TASKS TO CARRY OUT:
• a. Copy the passage of the article about Jos Buttler from "Abu Dhabi, UAEThursday" to "to play simultaneously.".
• b. In the article about Jos Buttler, which hospital will the auction of his World Cup shirt raise money for?

DOCUMENT EXTRACT:
== Segment start ==

Abu Dhabi, UAEThursday 9 July 2020

CORONAVIRUS

Jos Buttler says England could play two teams at same time to help solve fixture pile-up caused by coronavirus

England wicketkeeper, who is auctioning off shirt he wore when England won the World Cup to raise money in fight against pandemic, insists all options must be considered

Jos Buttler has said England could play could field two different teams on the same day with the cricket schedule set to be squeezed due to the coronavirus crisis.

Professional cricket has been suspended until at least May 28 casting a shadow over the summer plans, with England set to host West Indies, Pakistan, Australia and Ireland.

One answer to the potential fixture pile-up could be for the Test and limited-over teams to play simultaneously.

"If it was logistically possible, you would get the crowds," said Buttler. "People will want to come because they haven't had any sport. It's a really interesting scenario.

"Is it an option? Could you put two games on the same day? Potentially you could, in different areas. It’s right that it is being considered."

There has also been talk of games behind played behind closed doors. "Lots of us haven't watched any sport for a long time and I just feel like people would be ready to watch some," Buttler said.

"It would be nice for people who have been in isolation and lockdown for a long time to see their heroes and role models back on the TV."

Buttler, meanwhile, says that the shirt he wore when England won last year's World Cup final now taken on "extra meaning" as he auctions it off to raise money in the fight against Covid-19.

Wicketkeeper Buttler was the man whose run out of New Zealand Martin Guptill secured the trophy at Lord's and he has revealed that the match jersey would be listed on eBay on behalf of the Royal Brompton Hospital in London.

Bids are due to close just before 10.30pm (UAE time) on Tuesday night and the prospect of owning the prized memento has already generated offers of more than £65,000.

That money will effectively enable the purchase of a high-tech life support machine for the heart and lung specialist facility, which is on the frontline of the country's pandemic response.

"I think £65,000 (Dh294,00) is an amazing amount of money and, having spoken to the guys at the hospitals, I know what that can buy them. That's an ECMO (extra corporeal membrane oxygenation) machine," he said.

"That machine is vital not just for Covid-19 patients but all heart and lung patients. The Royal Brompton is one of only five ECMO centres in the UK so that's going to be a big thing for them. It's a very special shirt to me but I think it takes on extra meaning now."

== Segment end ==

Records from a data collection:
== Segment start ==

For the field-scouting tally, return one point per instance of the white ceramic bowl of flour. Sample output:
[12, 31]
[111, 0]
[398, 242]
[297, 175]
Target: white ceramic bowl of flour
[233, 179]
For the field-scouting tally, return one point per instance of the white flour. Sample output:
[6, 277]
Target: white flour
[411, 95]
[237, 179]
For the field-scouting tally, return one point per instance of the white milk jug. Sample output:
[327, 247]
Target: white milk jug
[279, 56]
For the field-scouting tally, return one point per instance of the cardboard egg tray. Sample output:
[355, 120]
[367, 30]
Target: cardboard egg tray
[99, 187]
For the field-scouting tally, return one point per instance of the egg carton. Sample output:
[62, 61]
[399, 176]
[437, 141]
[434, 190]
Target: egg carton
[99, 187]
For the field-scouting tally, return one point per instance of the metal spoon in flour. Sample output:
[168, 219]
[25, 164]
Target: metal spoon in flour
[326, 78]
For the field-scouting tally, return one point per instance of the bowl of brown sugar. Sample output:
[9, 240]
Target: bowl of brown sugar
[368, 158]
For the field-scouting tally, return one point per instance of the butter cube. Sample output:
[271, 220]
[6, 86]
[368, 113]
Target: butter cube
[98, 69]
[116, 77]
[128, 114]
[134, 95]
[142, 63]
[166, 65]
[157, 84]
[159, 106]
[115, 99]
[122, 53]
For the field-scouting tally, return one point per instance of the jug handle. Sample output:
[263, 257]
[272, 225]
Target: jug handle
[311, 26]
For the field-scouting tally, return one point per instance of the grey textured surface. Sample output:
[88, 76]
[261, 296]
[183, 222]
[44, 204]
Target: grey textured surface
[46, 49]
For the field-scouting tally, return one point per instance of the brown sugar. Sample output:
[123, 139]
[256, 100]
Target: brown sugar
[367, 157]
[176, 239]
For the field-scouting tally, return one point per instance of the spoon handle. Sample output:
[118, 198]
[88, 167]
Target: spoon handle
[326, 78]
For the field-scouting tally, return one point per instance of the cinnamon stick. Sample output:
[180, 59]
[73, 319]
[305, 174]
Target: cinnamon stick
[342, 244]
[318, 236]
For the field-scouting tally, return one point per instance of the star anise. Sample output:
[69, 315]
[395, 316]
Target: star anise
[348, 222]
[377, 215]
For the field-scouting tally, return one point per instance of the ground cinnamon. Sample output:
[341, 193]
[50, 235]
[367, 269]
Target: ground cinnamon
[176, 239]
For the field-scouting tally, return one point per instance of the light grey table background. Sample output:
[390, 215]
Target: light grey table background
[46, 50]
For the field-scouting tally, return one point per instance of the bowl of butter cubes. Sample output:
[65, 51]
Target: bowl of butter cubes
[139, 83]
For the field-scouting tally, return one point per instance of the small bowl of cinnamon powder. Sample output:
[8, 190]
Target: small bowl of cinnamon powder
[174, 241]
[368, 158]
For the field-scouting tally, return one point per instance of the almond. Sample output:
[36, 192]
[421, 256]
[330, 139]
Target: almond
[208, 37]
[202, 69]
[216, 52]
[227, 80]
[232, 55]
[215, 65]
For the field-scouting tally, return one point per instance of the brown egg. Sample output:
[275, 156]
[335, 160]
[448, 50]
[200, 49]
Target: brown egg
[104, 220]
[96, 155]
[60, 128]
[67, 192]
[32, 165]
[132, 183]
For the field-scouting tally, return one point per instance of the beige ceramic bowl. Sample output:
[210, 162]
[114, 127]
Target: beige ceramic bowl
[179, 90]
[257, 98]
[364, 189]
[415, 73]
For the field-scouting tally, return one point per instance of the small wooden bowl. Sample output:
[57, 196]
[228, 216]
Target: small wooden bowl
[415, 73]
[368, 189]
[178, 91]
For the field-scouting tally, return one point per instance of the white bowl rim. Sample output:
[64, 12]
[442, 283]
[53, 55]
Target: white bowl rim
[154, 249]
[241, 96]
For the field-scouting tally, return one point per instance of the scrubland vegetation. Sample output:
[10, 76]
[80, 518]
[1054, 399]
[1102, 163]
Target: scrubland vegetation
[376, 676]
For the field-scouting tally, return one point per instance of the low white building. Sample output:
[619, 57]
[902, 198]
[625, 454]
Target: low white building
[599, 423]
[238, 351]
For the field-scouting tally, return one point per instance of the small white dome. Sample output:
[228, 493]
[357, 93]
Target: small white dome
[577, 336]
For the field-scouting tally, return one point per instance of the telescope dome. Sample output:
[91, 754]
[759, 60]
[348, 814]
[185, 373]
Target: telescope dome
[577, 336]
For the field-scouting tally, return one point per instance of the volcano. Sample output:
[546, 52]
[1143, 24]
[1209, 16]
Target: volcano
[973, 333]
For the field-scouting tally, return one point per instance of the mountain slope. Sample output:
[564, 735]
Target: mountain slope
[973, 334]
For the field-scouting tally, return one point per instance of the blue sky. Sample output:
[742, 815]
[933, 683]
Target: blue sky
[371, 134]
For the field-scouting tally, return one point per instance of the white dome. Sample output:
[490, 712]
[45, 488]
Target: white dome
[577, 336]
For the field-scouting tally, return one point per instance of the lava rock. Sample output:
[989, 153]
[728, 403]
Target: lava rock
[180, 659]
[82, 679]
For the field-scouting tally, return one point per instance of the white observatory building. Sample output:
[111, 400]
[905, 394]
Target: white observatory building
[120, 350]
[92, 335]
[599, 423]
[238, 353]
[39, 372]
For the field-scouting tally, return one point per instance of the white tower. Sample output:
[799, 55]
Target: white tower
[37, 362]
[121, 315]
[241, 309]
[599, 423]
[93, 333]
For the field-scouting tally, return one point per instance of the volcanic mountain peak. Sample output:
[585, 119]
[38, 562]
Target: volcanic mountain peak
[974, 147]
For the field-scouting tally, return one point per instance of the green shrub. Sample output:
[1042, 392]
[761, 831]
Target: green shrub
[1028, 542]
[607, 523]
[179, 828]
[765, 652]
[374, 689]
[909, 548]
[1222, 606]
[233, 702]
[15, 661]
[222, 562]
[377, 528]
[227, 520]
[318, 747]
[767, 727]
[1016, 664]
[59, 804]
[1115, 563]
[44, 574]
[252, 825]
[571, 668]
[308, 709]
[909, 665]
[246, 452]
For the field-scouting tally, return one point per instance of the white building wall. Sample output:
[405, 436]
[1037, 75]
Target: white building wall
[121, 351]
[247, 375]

== Segment end ==

TASK RESPONSES:
• a.
Abu Dhabi, UAEThursday 9 July 2020

CORONAVIRUS

Jos Buttler says England could play two teams at same time to help solve fixture pile-up caused by coronavirus

England wicketkeeper, who is auctioning off shirt he wore when England won the World Cup to raise money in fight against pandemic, insists all options must be considered

Jos Buttler has said England could play could field two different teams on the same day with the cricket schedule set to be squeezed due to the coronavirus crisis.

Professional cricket has been suspended until at least May 28 casting a shadow over the summer plans, with England set to host West Indies, Pakistan, Australia and Ireland.

One answer to the potential fixture pile-up could be for the Test and limited-over teams to play simultaneously.

• b. The Royal Brompton Hospital in London.